### WORK INSTRUCTION
Retype the listing below exactly, beginning at the line that contains "of the rocky" and ending with its last line.

● ● ● ● ●

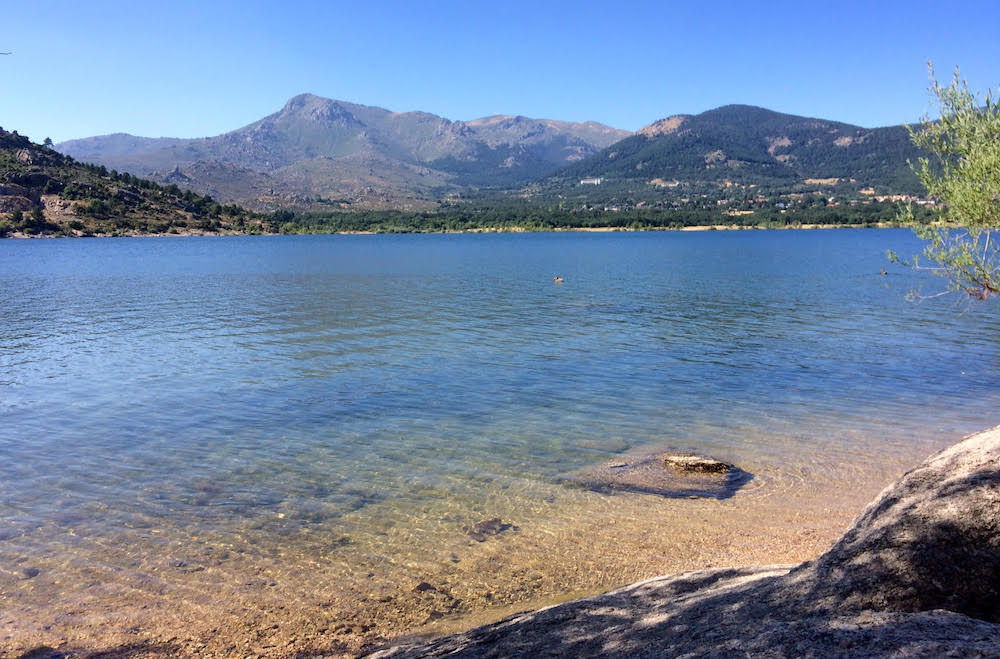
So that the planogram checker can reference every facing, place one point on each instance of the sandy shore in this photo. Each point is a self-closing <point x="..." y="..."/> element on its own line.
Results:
<point x="140" y="593"/>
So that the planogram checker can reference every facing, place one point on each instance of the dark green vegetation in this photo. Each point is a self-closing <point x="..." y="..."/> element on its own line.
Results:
<point x="43" y="192"/>
<point x="747" y="145"/>
<point x="964" y="175"/>
<point x="325" y="166"/>
<point x="528" y="216"/>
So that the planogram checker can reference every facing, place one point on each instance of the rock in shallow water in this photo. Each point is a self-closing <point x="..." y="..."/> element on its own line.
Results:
<point x="697" y="464"/>
<point x="917" y="575"/>
<point x="671" y="476"/>
<point x="487" y="528"/>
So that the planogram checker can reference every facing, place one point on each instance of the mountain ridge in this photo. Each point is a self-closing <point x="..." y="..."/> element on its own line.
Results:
<point x="422" y="156"/>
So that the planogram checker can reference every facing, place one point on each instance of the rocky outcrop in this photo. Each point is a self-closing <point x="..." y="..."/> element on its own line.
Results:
<point x="917" y="574"/>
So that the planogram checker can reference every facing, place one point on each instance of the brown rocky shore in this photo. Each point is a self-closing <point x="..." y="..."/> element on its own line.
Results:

● ● ● ● ●

### SOLVED EXERCISE
So that the planogram checker can reference every facing, place one point on each instance of the rocky outcrop in this photo. Each point is a self-closing <point x="..." y="..."/> element on its own line.
Results:
<point x="917" y="574"/>
So that the planogram checker can reference every facing, place one point on each instance of the brown rocky shore in this photo. Each point is a self-closing <point x="..." y="..."/> element on its own line.
Results:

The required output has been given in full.